» Task details:
From the listing below, pull every line that contains the string "boulder". Case counts, so a line matches only if the letters agree in upper and lower case.

» Data provided:
=-=-=

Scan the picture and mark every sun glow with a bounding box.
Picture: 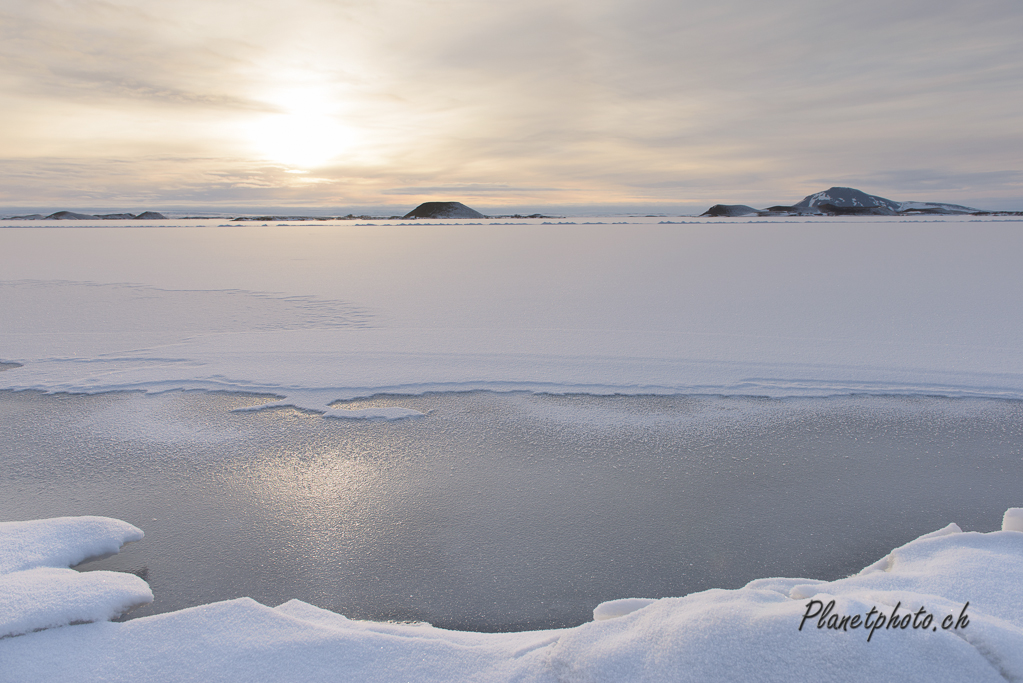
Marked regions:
[247,91,358,169]
[250,112,355,169]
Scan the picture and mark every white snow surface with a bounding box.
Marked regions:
[0,217,1023,408]
[0,508,1023,683]
[0,517,152,642]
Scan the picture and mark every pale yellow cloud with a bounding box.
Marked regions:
[0,0,1023,210]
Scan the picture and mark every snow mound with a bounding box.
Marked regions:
[0,517,152,638]
[0,508,1023,683]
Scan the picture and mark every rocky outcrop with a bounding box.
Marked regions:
[702,187,990,217]
[3,211,167,221]
[700,203,759,216]
[403,201,486,218]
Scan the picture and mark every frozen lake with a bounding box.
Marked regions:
[0,392,1023,631]
[0,217,1023,630]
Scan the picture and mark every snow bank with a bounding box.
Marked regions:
[0,517,152,642]
[0,508,1023,682]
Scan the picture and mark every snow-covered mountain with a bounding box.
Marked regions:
[703,187,982,216]
[792,187,901,214]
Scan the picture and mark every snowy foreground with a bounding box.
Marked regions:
[0,508,1023,682]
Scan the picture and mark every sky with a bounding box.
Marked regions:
[0,0,1023,211]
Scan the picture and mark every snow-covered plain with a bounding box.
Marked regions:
[0,217,1023,404]
[0,217,1023,681]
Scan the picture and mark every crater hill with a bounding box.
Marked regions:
[403,201,486,218]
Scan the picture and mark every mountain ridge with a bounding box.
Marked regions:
[701,187,1017,218]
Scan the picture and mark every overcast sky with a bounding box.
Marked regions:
[0,0,1023,210]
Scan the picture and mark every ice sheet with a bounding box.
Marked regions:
[0,217,1023,412]
[0,512,1023,683]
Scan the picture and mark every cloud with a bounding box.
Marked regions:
[0,0,1023,208]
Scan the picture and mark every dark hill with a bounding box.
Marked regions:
[404,201,486,218]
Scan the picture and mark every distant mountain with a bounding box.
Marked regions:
[3,211,167,221]
[701,187,987,217]
[404,201,486,218]
[703,203,760,217]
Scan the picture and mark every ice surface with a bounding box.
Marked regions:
[0,217,1023,414]
[1002,507,1023,532]
[0,511,1023,683]
[0,517,152,642]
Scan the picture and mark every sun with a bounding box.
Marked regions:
[248,111,356,169]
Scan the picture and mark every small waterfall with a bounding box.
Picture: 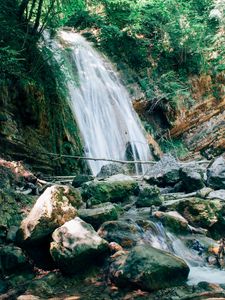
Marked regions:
[41,31,152,175]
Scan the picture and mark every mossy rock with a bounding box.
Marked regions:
[136,186,163,207]
[82,179,139,206]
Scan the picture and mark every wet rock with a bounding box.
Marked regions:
[110,245,189,291]
[50,217,109,274]
[98,220,142,248]
[0,245,29,273]
[78,202,119,229]
[82,175,139,206]
[144,155,180,187]
[17,185,82,243]
[207,190,225,201]
[72,174,94,188]
[207,156,225,190]
[180,165,205,193]
[136,186,163,207]
[167,197,222,228]
[96,163,127,178]
[153,211,188,233]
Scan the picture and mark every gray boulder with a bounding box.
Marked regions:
[207,156,225,190]
[180,165,205,193]
[97,163,127,178]
[110,245,189,291]
[78,202,119,229]
[0,245,29,274]
[17,185,82,243]
[72,174,94,188]
[50,217,109,274]
[144,154,180,187]
[136,186,163,207]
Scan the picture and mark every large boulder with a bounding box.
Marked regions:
[97,163,126,178]
[17,185,82,243]
[163,197,223,228]
[98,220,143,248]
[50,217,109,274]
[0,245,29,274]
[110,245,189,291]
[153,211,188,233]
[180,164,205,192]
[82,174,139,206]
[136,186,163,207]
[72,174,94,188]
[78,202,119,229]
[207,156,225,190]
[144,154,180,187]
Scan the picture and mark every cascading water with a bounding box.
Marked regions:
[42,31,152,175]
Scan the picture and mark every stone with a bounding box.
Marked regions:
[50,217,109,274]
[180,164,205,193]
[207,156,225,190]
[72,174,94,188]
[0,245,29,274]
[98,220,142,248]
[153,211,188,233]
[207,190,225,201]
[82,175,139,206]
[96,163,126,178]
[144,154,180,187]
[110,245,189,291]
[78,202,119,229]
[17,185,82,243]
[171,197,222,228]
[136,186,163,207]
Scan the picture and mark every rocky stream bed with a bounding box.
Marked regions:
[0,155,225,300]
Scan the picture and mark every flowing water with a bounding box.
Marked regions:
[41,31,152,175]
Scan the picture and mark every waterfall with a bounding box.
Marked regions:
[41,30,152,175]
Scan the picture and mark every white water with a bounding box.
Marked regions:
[42,31,152,175]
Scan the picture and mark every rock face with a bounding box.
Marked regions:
[82,175,139,206]
[50,217,109,274]
[110,246,189,291]
[167,198,222,228]
[98,220,142,248]
[145,154,180,186]
[136,186,163,207]
[97,164,126,178]
[78,202,118,230]
[0,245,29,274]
[180,165,205,192]
[207,156,225,190]
[153,211,188,233]
[72,174,94,188]
[17,185,82,243]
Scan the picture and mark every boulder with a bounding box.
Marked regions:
[98,220,143,248]
[96,163,126,178]
[180,164,205,193]
[0,245,29,274]
[110,245,189,291]
[78,202,119,229]
[72,174,94,188]
[153,211,188,233]
[82,175,139,206]
[207,190,225,201]
[136,186,163,207]
[50,217,109,274]
[167,197,222,228]
[17,185,82,243]
[144,154,180,187]
[207,156,225,190]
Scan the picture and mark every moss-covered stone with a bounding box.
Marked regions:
[136,186,163,207]
[82,179,139,206]
[78,202,119,229]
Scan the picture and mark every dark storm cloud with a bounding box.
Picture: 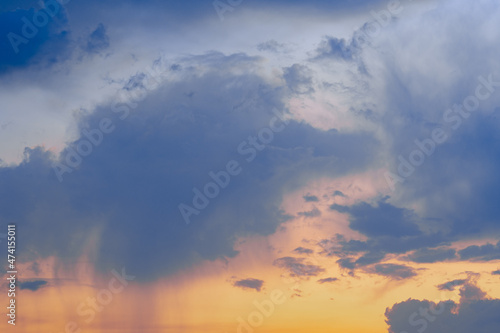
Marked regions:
[330,201,421,237]
[0,53,376,280]
[0,1,69,73]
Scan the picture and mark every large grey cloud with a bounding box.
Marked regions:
[0,53,376,279]
[385,284,500,333]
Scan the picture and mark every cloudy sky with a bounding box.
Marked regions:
[0,0,500,333]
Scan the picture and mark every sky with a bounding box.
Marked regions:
[0,0,500,333]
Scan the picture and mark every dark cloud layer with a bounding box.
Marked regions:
[19,280,47,291]
[0,53,376,279]
[385,284,500,333]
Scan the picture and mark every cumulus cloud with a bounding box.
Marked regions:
[318,277,339,284]
[19,280,47,291]
[303,194,319,202]
[273,257,325,278]
[385,283,500,333]
[405,247,456,263]
[297,207,321,217]
[364,264,417,280]
[293,246,314,254]
[437,279,468,291]
[85,23,109,53]
[233,279,264,291]
[458,242,500,261]
[0,53,376,280]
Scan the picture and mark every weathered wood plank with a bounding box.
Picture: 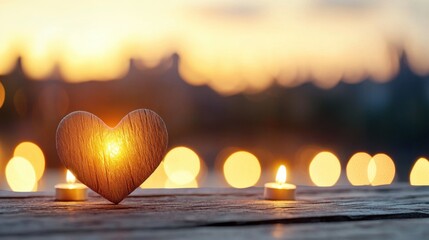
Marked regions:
[0,185,429,239]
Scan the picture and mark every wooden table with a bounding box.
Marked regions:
[0,184,429,240]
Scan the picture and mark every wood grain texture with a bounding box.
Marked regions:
[0,184,429,240]
[56,109,168,204]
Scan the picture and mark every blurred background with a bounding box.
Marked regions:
[0,0,429,190]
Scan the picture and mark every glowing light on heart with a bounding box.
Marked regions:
[223,151,261,188]
[0,0,429,95]
[13,142,45,180]
[104,133,122,159]
[56,109,168,204]
[309,152,341,187]
[5,157,37,192]
[410,158,429,186]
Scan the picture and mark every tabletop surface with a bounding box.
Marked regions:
[0,184,429,240]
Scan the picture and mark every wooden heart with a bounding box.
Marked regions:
[56,109,168,204]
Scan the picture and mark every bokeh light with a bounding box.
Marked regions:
[223,151,261,188]
[346,152,371,186]
[410,158,429,186]
[13,142,45,180]
[164,178,198,188]
[5,157,37,192]
[368,153,396,186]
[164,146,201,185]
[140,162,168,188]
[309,152,341,187]
[0,82,6,108]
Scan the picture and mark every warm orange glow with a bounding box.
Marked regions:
[164,147,201,185]
[0,0,429,94]
[13,142,45,180]
[309,152,341,187]
[164,179,198,188]
[368,153,396,186]
[6,157,37,192]
[140,162,168,188]
[66,170,76,184]
[0,82,6,108]
[367,158,377,184]
[276,165,287,184]
[410,158,429,186]
[223,151,261,188]
[106,139,121,158]
[346,152,371,186]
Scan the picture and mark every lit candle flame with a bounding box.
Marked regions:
[66,170,76,184]
[276,165,287,184]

=-=-=

» Answer for this exercise:
Scan the picture and mark every gray boulder with a bounding box.
Scan the picture and mark every large boulder with a bounding box.
Scan the picture and mark every boulder with a bounding box.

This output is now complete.